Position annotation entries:
++++++++++

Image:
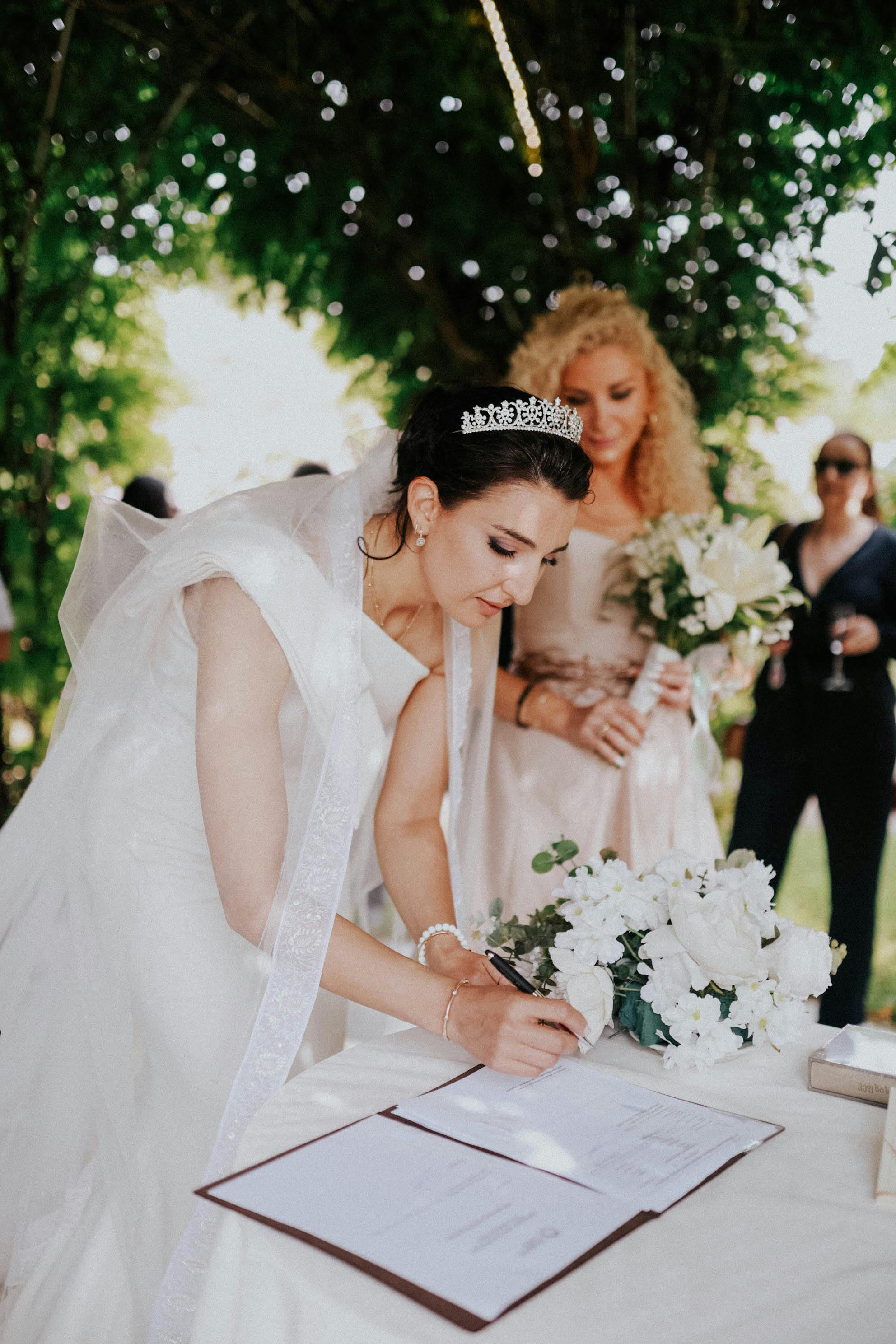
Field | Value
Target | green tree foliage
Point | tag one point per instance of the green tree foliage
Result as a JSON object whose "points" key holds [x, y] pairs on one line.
{"points": [[369, 158]]}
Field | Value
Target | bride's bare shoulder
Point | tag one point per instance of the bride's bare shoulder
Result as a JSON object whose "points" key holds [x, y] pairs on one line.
{"points": [[215, 600]]}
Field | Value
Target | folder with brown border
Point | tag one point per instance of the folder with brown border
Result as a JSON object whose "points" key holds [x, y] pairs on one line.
{"points": [[450, 1311]]}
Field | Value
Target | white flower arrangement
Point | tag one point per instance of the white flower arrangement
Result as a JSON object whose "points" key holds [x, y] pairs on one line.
{"points": [[692, 957], [699, 580]]}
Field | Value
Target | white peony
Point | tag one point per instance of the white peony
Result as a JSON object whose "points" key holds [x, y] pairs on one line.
{"points": [[719, 933], [668, 980], [588, 988], [703, 1036], [800, 960], [734, 570]]}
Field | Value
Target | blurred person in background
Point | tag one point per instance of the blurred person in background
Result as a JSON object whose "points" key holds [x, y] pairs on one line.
{"points": [[571, 756], [824, 723], [312, 470], [151, 496]]}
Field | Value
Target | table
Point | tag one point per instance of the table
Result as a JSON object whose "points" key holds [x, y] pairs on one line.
{"points": [[785, 1248]]}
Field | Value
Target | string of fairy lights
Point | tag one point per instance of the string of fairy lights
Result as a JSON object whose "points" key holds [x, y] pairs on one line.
{"points": [[518, 88]]}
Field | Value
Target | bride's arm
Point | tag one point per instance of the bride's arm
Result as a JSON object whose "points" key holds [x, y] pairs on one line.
{"points": [[242, 677], [501, 1029], [410, 845], [241, 682]]}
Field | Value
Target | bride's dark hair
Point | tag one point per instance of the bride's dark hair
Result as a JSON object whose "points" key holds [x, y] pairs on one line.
{"points": [[464, 467]]}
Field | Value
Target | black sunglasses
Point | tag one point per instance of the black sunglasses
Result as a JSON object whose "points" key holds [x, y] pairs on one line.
{"points": [[843, 466]]}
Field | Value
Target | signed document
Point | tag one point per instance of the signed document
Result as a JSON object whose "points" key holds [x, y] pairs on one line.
{"points": [[633, 1144], [467, 1226]]}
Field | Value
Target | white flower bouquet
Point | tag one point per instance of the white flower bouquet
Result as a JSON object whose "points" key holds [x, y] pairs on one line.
{"points": [[691, 957], [698, 581]]}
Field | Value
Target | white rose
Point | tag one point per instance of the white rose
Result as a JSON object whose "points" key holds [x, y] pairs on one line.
{"points": [[800, 960], [719, 934], [588, 988]]}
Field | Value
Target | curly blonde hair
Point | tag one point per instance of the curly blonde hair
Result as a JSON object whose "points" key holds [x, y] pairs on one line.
{"points": [[669, 467]]}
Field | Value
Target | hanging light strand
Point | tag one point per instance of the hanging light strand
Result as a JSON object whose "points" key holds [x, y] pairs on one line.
{"points": [[518, 88]]}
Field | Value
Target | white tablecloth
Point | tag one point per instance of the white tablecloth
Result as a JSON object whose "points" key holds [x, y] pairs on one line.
{"points": [[785, 1248]]}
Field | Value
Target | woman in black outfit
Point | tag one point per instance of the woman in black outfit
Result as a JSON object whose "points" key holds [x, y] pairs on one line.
{"points": [[811, 738]]}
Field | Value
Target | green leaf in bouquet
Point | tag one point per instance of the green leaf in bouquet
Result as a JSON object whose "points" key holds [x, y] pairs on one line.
{"points": [[565, 850], [637, 1015]]}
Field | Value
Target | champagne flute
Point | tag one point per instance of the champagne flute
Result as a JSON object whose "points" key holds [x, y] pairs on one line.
{"points": [[837, 682]]}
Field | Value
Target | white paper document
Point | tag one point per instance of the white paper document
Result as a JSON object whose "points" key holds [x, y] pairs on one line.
{"points": [[581, 1123], [467, 1226]]}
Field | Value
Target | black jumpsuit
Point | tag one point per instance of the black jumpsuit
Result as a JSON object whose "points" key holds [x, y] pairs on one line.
{"points": [[839, 747]]}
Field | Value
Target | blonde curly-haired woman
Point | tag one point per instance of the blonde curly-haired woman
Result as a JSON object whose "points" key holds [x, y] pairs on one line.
{"points": [[571, 756]]}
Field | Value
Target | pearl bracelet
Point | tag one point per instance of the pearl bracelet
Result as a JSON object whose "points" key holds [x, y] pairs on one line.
{"points": [[428, 933], [449, 1006]]}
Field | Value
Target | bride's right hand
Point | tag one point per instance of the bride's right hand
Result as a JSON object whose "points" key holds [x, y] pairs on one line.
{"points": [[611, 729], [504, 1030]]}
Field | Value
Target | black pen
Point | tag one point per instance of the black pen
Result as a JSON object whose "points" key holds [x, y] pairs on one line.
{"points": [[522, 983]]}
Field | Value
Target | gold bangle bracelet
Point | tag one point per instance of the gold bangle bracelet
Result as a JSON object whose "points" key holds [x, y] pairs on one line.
{"points": [[449, 1006]]}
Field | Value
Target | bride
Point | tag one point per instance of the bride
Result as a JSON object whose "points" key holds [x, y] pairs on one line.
{"points": [[266, 705]]}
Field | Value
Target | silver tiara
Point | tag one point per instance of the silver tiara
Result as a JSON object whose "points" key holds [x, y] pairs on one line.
{"points": [[546, 417]]}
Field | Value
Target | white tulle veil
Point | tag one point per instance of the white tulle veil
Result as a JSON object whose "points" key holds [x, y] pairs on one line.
{"points": [[68, 1045]]}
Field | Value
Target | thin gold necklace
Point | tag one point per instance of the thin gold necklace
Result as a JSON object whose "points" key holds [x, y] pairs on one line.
{"points": [[377, 607]]}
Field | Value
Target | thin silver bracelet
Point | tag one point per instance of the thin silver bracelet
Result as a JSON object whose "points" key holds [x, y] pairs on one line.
{"points": [[428, 933], [449, 1006]]}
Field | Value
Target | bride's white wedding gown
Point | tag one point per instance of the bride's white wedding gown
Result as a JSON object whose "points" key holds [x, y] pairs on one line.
{"points": [[542, 787], [133, 1018]]}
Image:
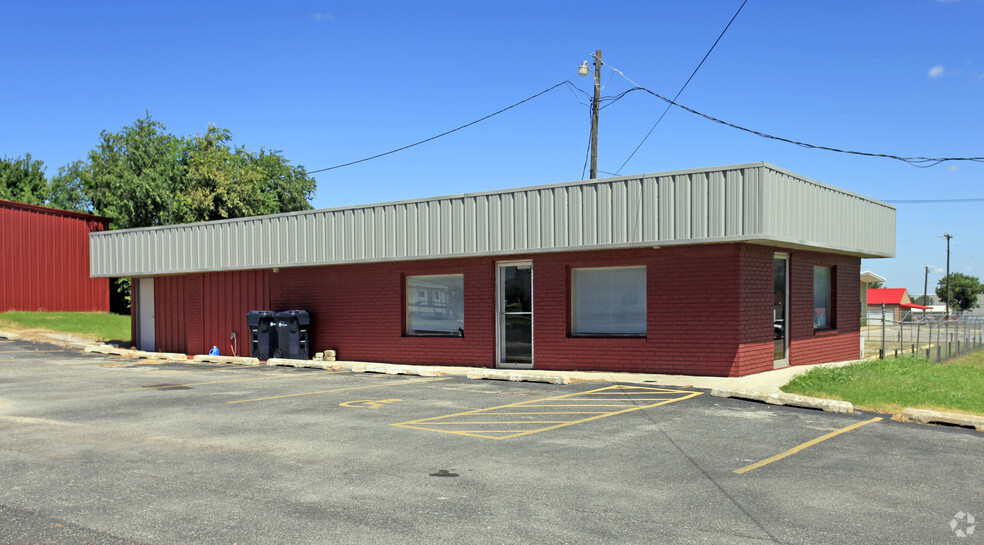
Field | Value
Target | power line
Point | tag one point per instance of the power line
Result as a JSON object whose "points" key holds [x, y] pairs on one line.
{"points": [[566, 82], [919, 162], [644, 138], [933, 201]]}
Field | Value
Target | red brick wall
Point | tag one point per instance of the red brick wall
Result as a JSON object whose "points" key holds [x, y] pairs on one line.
{"points": [[709, 310]]}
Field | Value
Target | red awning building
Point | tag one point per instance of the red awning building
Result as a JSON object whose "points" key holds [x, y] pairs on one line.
{"points": [[896, 300]]}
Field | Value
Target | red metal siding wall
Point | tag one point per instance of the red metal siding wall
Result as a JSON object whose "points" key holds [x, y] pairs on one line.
{"points": [[709, 310], [194, 312], [358, 311], [171, 323], [44, 259]]}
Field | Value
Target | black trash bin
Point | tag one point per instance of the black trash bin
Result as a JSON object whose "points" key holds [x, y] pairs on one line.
{"points": [[293, 330], [262, 333]]}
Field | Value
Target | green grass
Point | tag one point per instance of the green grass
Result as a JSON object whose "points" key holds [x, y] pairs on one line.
{"points": [[893, 384], [101, 326]]}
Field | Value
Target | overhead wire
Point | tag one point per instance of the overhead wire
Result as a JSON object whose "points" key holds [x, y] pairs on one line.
{"points": [[692, 74], [507, 108], [933, 201], [919, 162]]}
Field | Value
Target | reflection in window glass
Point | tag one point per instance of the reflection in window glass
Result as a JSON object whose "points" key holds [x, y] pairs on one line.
{"points": [[608, 301], [436, 305], [823, 298]]}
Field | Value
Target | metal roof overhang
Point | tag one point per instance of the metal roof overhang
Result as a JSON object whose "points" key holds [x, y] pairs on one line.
{"points": [[753, 203]]}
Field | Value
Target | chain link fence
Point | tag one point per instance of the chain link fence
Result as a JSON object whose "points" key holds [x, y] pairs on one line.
{"points": [[934, 337]]}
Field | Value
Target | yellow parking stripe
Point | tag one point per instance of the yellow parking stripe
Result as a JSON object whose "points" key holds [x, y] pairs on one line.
{"points": [[394, 383], [798, 448], [633, 398], [166, 386]]}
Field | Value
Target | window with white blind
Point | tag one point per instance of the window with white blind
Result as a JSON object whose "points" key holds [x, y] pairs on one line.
{"points": [[608, 301], [436, 305]]}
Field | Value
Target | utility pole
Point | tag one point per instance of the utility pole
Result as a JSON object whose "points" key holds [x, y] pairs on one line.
{"points": [[595, 107], [947, 236], [925, 288]]}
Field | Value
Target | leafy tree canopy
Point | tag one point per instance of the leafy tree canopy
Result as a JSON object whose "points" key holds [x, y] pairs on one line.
{"points": [[22, 180], [963, 291], [143, 176]]}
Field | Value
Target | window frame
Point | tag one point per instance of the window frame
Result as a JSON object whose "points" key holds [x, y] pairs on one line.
{"points": [[411, 294], [829, 321], [573, 319]]}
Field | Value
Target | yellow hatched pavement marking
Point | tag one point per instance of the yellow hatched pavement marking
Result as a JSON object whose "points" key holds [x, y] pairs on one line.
{"points": [[488, 428], [807, 444]]}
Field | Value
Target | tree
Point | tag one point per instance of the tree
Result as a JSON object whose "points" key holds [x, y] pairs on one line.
{"points": [[133, 175], [22, 180], [67, 189], [224, 182], [963, 291], [143, 176]]}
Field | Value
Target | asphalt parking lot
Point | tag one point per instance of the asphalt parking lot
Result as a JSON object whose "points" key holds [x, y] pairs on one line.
{"points": [[101, 449]]}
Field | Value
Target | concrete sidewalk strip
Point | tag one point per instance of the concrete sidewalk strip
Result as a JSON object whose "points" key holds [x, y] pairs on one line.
{"points": [[205, 358], [392, 369], [782, 398], [127, 353], [924, 416], [549, 377], [311, 364]]}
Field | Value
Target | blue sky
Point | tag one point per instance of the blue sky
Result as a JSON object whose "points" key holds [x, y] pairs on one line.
{"points": [[331, 82]]}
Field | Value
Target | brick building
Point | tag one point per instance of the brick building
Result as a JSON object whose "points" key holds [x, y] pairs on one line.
{"points": [[721, 271]]}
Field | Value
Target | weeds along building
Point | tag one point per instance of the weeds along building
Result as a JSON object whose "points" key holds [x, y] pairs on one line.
{"points": [[717, 271], [44, 260]]}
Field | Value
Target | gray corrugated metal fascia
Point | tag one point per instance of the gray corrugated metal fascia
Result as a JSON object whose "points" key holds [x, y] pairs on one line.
{"points": [[461, 196], [841, 190], [518, 254]]}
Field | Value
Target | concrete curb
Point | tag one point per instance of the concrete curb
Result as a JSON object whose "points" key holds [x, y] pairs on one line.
{"points": [[205, 358], [312, 364], [127, 353], [392, 369], [782, 398], [923, 416]]}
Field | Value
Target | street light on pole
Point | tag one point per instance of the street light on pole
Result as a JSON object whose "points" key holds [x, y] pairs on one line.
{"points": [[595, 106]]}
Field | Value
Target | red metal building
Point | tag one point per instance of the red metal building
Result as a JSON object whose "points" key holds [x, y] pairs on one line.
{"points": [[44, 259]]}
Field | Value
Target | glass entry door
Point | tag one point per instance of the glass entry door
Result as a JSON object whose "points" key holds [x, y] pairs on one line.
{"points": [[780, 309], [515, 324]]}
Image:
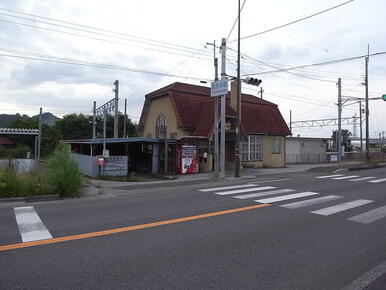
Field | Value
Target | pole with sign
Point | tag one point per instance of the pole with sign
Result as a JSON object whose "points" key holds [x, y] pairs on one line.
{"points": [[220, 88]]}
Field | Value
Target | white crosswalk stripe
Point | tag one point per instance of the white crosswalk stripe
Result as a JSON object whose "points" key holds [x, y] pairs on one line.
{"points": [[30, 225], [227, 187], [370, 216], [378, 180], [341, 207], [329, 176], [272, 192], [345, 177], [244, 190], [362, 178], [286, 197], [309, 202]]}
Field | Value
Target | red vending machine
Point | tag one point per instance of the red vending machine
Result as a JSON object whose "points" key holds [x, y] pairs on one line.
{"points": [[187, 160]]}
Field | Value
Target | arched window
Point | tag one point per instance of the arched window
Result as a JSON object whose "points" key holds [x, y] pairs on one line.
{"points": [[160, 127]]}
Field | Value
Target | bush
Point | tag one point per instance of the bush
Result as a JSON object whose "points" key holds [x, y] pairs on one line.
{"points": [[63, 174], [14, 185]]}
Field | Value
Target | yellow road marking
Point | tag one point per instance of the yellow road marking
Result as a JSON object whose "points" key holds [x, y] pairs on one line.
{"points": [[127, 229]]}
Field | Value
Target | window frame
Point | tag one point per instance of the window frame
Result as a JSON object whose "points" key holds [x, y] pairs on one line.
{"points": [[252, 148], [161, 127], [276, 146]]}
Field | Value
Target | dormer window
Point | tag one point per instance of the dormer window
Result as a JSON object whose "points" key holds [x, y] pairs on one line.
{"points": [[160, 127]]}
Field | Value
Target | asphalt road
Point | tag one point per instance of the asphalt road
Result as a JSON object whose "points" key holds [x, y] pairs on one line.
{"points": [[331, 234]]}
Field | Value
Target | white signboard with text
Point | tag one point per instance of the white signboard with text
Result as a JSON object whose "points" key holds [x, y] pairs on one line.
{"points": [[219, 88]]}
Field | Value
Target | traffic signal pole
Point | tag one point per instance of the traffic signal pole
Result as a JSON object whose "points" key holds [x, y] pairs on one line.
{"points": [[339, 132]]}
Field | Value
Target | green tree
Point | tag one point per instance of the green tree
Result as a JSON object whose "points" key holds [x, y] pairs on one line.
{"points": [[346, 140]]}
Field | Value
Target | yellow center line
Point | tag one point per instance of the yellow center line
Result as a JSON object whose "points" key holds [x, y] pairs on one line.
{"points": [[127, 229]]}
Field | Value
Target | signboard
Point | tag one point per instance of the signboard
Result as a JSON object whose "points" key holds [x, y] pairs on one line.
{"points": [[100, 161], [219, 88], [116, 163]]}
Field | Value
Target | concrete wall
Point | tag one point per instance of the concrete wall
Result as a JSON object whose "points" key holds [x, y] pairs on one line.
{"points": [[305, 150], [157, 107], [273, 159], [21, 165], [86, 164]]}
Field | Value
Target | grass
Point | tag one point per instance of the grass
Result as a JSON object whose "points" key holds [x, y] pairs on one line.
{"points": [[63, 174], [13, 184], [62, 177]]}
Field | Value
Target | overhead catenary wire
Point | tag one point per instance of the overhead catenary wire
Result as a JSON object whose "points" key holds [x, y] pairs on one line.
{"points": [[293, 22]]}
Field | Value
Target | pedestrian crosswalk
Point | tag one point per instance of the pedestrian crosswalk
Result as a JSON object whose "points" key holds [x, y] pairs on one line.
{"points": [[371, 179], [303, 199]]}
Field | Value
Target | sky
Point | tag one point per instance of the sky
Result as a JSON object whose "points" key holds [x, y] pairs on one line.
{"points": [[151, 44]]}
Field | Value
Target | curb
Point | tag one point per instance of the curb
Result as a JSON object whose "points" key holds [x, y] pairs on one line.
{"points": [[31, 198], [42, 198]]}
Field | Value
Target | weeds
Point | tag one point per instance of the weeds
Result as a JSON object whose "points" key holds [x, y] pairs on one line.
{"points": [[63, 174]]}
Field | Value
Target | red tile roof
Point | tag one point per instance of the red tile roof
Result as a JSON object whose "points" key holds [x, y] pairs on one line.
{"points": [[6, 141], [194, 110]]}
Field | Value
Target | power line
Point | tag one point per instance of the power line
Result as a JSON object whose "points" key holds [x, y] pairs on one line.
{"points": [[95, 28], [317, 64], [286, 70], [102, 39], [97, 65], [234, 23], [293, 22]]}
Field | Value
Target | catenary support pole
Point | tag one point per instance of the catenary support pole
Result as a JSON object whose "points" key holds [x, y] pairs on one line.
{"points": [[367, 109], [116, 90], [238, 114], [339, 132], [104, 130], [223, 101], [360, 125], [94, 121], [125, 121]]}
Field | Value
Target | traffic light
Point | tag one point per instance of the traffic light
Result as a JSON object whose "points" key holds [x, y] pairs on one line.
{"points": [[253, 81]]}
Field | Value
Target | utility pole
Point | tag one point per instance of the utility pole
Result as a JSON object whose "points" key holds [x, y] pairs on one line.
{"points": [[116, 89], [215, 124], [104, 130], [367, 106], [40, 135], [238, 114], [339, 133], [360, 124], [94, 121], [125, 120], [223, 100]]}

++++++++++

Exercise aim -
State how many lines in the entries above contain the string "border". Reply with the number only.

Finished answer -
2